• **Passage to read**:
=== Begin Enclosure ===
Our Lady Peace Helps Pussy Riot on Brave New Song
Posted on June 8, 2022 By Mike Ross Entertainment, Front Slider, Music, news
Putin’s got his hands full enough without having to worry about some Russian feminist protest band raising hell.
After years of persecution, arrests, and even prison for their outspoken views, Nadezhda (Nadya) Tolokonnikova and the band Pussy Riot are currently and relatively safe in Los Angeles, USA, making a living in the music business, on tour, in the limelight – thanks in no small part to Canadian rockers Our Lady Peace, who recruited Pussy Riot for a terrific new hit song called Stop Making Stupid People Famous.
A sentiment for our times if there ever was one.
Our Lady Peace – with state-of-the-art Pussy Riot holograms – performs Monday, June 13, at the Winspear Centre. In a recent zoom interview, singer Raine Maida says the idea for the song had been kicking around long before the pandemic struck, “waiting for the right kind of place to put it, the right collaboration,” he says. “Nadya gives that necessary equity to the voice of the message in terms of talking about someone like Putin, and talking about making stupid people famous. She’s such an advocate for not giving these people a platform, for ridding the world of people like that.”
OLP bandmates Duncan Coutts (bass) and Jason Pierce (drums) came up with the breezy riff, and the song flowed from there – “I wanted it to be tongue in cheek,” Maida says, “not so serious and heavy, and something that was a little uptempo felt right.”
Nadya rewrote the entire second verse: “I’ve got the feeling I was dreaming when I woke up in jail,” she sings, “And we keep making stupid people famous, now we’re living in hell.”
This brave artist is perfectly clear on her target, in the song and elsewhere. “Fuck Putin. I hope he dies soon,” she said at a recent concert in New York, where Pussy Riot helped raise $3 million at a crypto fundraiser in support of Ukraine.
=== End Enclosure ===
• **Task objective**: Reproduce word for word the part of the article about Our Lady Peace and Pussy Riot starting at "This brave artist" and ending at "support of Ukraine.".

• **Data**:
=== Begin Enclosure ===
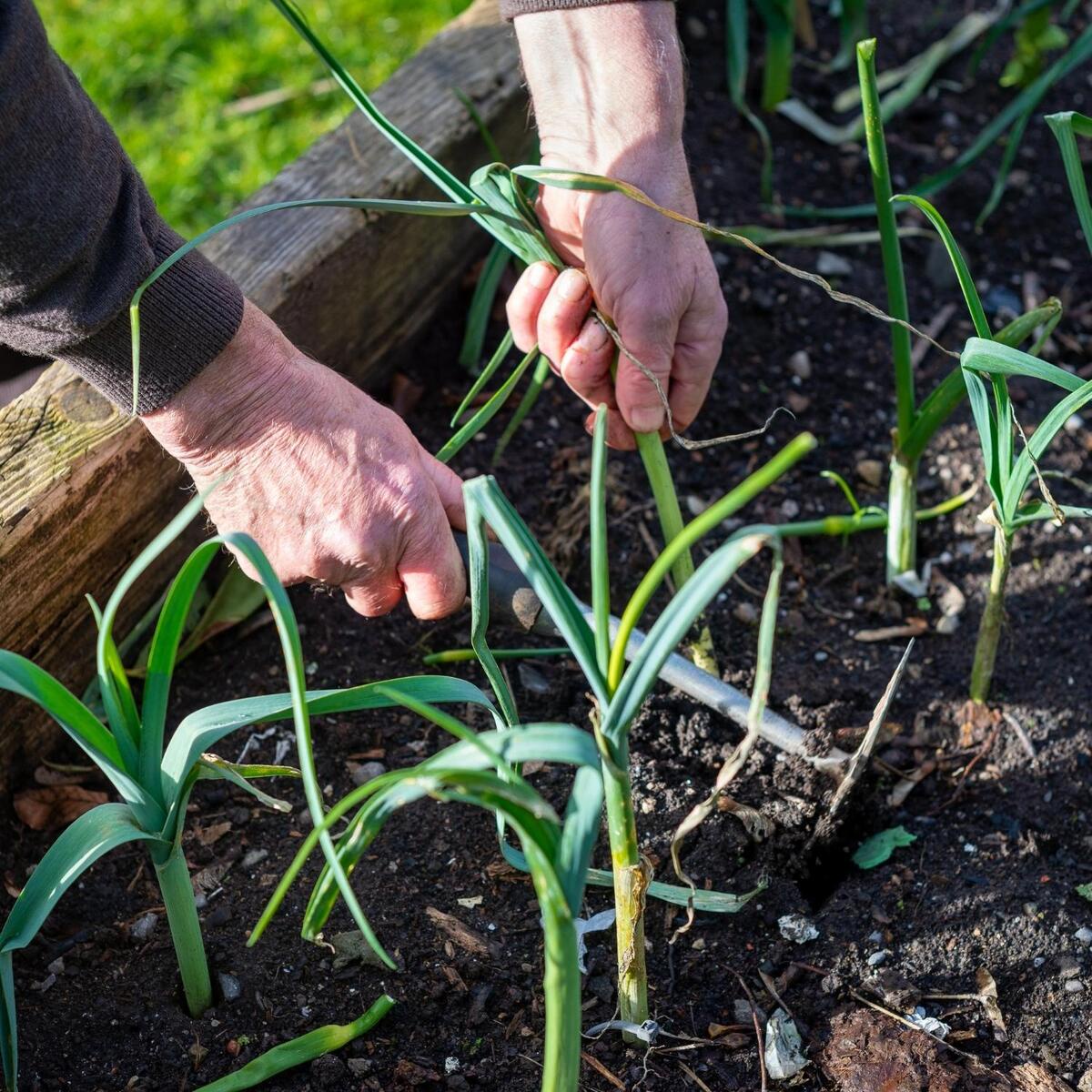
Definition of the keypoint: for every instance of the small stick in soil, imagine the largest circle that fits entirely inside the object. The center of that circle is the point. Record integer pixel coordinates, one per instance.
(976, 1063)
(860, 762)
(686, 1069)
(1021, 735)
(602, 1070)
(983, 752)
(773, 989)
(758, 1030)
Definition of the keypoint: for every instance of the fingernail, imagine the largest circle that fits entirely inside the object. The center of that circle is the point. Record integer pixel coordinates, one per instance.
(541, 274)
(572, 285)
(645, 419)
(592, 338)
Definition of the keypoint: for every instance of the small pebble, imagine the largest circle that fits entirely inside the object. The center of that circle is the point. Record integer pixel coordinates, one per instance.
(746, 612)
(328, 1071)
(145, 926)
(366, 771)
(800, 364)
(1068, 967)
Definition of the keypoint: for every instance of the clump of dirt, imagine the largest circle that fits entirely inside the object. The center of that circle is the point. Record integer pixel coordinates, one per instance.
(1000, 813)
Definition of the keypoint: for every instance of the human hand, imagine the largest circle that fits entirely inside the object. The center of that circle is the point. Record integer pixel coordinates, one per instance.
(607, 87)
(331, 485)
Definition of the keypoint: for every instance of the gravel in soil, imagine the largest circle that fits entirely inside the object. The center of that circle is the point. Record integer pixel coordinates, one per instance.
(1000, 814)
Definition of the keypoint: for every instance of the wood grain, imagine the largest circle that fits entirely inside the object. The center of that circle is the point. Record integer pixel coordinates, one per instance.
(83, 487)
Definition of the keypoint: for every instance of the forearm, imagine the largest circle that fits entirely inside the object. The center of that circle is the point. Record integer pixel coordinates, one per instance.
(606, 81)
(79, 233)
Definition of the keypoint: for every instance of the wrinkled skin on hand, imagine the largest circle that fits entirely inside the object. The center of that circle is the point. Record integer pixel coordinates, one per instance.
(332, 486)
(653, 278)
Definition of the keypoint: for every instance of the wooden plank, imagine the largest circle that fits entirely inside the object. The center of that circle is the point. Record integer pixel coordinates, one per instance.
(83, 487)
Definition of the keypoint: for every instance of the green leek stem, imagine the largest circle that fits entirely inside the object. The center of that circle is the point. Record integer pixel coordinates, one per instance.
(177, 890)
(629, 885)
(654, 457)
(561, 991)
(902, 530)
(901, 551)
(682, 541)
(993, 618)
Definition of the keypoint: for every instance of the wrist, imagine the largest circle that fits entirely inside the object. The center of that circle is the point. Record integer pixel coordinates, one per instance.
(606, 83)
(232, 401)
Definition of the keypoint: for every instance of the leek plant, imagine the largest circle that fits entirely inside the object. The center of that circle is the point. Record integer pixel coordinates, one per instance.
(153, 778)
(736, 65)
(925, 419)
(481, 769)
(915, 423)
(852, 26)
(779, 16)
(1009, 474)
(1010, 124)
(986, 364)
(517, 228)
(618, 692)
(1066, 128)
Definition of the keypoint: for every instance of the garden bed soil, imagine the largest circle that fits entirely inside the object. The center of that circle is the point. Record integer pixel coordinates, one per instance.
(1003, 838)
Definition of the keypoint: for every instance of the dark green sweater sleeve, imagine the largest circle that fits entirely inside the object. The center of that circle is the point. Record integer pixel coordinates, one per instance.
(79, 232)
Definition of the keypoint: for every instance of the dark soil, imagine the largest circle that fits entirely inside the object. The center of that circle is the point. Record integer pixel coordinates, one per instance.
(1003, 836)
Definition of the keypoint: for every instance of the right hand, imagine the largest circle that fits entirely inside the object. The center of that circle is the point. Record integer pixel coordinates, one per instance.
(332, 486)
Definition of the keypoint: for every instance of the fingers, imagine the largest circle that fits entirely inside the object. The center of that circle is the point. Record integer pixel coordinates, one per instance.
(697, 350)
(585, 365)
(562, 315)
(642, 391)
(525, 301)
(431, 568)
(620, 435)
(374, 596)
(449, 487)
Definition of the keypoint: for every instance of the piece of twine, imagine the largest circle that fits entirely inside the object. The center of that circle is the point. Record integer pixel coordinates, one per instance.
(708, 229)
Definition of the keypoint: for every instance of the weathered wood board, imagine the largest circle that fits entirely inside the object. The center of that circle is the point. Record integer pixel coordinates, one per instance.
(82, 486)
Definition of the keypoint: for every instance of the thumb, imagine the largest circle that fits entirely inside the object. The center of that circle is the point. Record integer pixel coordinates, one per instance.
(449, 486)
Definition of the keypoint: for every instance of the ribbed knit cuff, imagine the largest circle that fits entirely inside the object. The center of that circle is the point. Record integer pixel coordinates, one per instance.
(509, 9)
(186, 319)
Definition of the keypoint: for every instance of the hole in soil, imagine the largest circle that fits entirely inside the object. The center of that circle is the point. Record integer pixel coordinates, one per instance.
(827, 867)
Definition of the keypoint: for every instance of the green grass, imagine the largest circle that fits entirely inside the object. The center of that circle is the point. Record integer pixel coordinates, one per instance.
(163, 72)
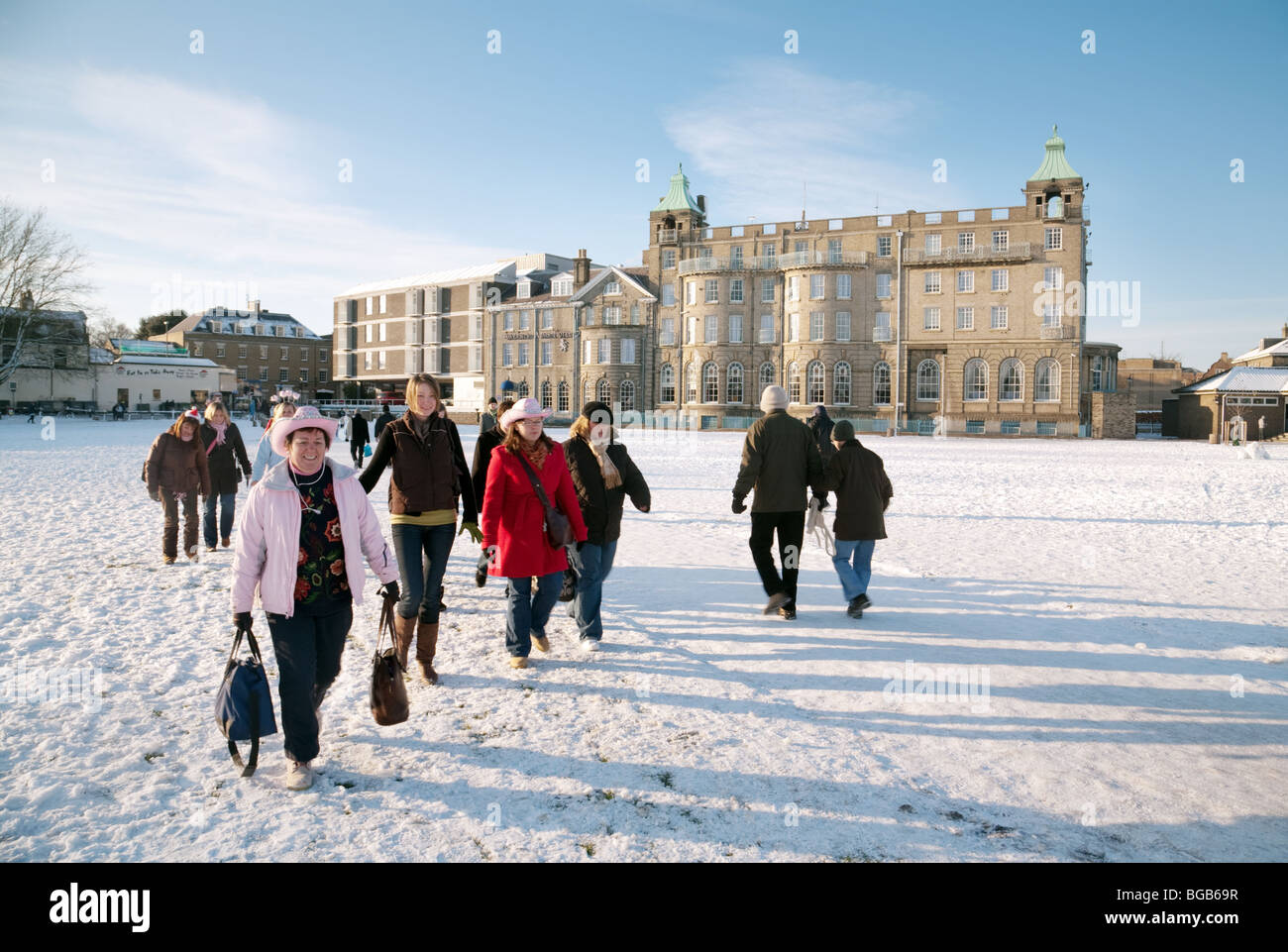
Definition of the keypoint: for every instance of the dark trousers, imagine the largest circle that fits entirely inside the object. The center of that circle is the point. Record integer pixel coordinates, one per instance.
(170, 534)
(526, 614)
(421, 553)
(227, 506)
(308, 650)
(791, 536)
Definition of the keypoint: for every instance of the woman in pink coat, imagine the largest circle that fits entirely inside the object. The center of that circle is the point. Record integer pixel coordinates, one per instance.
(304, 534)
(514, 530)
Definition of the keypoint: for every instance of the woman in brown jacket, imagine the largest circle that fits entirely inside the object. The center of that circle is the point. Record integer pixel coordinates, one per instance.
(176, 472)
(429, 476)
=== End Enclosure ===
• **Solution to this task**:
This brave artist is perfectly clear on her target, in the song and elsewhere. “Fuck Putin. I hope he dies soon,” she said at a recent concert in New York, where Pussy Riot helped raise $3 million at a crypto fundraiser in support of Ukraine.